## Instructions:
1. Answer each of these about the post on a family friend with Alzheimer's, one answer per line:
(a) At what age did the writer's father die, and from what illness?
(b) When was Charlie admitted to a nursing home?
(c) How old is Skyler?
2. Shorten the paragraph of the post on a family friend with Alzheimer's that begins "In this past fall," keeping its main facts.

*** Opening of Excerpt to read ***

I have never been close to someone who had Alzheimer's before (I'm 54) and I need some guidance, please.

My father (Jamie) passed away in 1988 at age 50 from brain cancer. His best friend, Charlie, has been close to me ever since. He gave me away at our wedding. He's now 87 and has been in good health his entire life.

In this past fall, Charlie got rapid onset Alzheimer's. It happened in less than a month. We tried to tag team to keep him out of a nursing home, but he started doing things like turning the pellet stove to high and not turning on the fan in the middle of the night. Thankfully, his daughter woke up so a fire was averted. Charlie did not remember turning the stove on. Unfortunately, he had to be admitted to a nursing home this past February.

I went to see him on the Saturday of Easter weekend. He actually recognized me which was incredible because I was told he was confused when it came to identifying who people were.

However, he talked mostly nonsense. He thought he had been out working for the Department of Health and was waiting to get his truck back. He was also waiting for someone to bring him some shoes so he could go outside and walk around (he's in a locked wing and had slippers on). Then, he would talk like it was 25 years ago and he thought Skyler, our son, was a little kid (he's 30).

Would one of you kind people help me deal with what to expect in the future?

*** Close of Excerpt to read ***
*** Opening of Source information ***

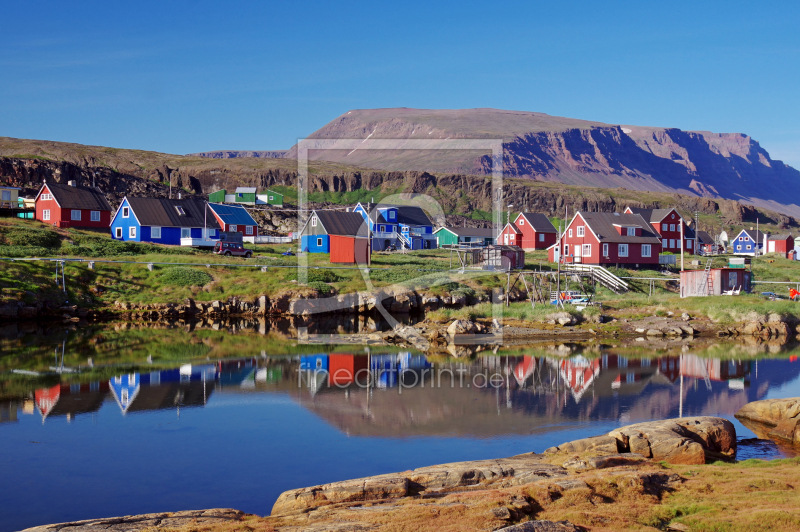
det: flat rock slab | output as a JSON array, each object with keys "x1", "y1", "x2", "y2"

*** Close of Source information ***
*** Opening of Source information ***

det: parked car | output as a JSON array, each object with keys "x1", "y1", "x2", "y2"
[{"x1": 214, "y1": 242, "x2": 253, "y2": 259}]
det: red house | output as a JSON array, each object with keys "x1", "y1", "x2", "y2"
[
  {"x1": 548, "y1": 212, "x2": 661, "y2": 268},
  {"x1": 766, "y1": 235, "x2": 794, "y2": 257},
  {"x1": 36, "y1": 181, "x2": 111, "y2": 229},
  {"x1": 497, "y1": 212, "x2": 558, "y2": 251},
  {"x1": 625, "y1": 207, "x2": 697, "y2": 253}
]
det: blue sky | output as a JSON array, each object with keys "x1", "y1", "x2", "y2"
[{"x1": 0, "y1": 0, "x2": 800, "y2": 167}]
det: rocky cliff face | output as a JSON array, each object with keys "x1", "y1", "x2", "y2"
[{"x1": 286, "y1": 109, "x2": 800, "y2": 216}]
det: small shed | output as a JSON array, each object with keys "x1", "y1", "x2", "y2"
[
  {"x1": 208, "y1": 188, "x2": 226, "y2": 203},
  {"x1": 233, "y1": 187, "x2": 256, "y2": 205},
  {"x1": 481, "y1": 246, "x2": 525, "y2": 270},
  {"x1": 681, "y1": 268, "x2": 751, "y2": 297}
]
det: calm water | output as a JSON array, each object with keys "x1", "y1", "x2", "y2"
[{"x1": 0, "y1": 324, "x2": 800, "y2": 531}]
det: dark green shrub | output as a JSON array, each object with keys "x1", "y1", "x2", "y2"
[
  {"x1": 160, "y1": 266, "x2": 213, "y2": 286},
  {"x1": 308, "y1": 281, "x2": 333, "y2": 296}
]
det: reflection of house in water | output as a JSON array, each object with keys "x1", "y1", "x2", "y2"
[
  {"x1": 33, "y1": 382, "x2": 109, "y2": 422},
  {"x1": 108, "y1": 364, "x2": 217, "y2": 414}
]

*** Close of Source information ***
*** Opening of Source information ***

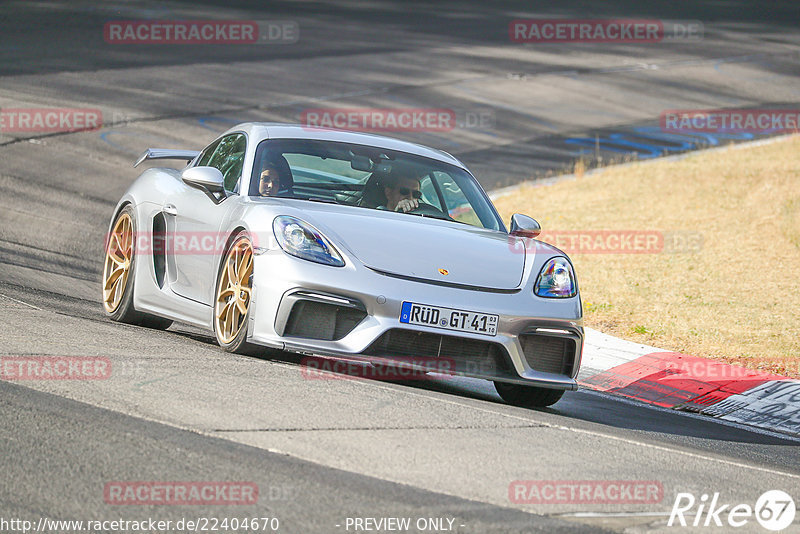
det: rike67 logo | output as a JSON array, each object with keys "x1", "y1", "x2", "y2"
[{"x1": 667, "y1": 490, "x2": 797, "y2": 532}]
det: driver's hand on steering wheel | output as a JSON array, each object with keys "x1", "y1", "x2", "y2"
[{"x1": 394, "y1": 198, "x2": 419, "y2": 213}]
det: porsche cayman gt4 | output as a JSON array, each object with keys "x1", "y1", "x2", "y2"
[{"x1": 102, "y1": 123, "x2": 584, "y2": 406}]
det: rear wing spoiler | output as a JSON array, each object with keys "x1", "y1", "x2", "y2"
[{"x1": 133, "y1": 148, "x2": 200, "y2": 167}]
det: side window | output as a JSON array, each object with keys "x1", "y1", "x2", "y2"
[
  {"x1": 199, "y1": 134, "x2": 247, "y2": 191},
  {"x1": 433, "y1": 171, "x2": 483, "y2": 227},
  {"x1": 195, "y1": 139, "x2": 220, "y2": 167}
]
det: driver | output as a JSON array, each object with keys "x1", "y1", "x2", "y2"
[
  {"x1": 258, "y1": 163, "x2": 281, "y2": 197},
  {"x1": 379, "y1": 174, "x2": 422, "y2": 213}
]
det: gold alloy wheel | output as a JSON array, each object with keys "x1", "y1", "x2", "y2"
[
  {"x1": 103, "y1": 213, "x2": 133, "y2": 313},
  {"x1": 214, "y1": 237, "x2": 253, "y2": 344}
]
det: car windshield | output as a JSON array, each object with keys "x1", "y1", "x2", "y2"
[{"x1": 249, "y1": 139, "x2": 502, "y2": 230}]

*** Close of Source information ***

## Your written answers:
1.
(a) At age 50, from brain cancer.
(b) This past February.
(c) 30.

2. This past fall, Charlie developed Alzheimer's in less than a month. The family took turns caring for him to keep him out of a nursing home. Then one night he turned the pellet stove to high without turning on the fan. His daughter woke up and a fire was averted, but he did not remember turning the stove on. He was admitted to a nursing home this past February.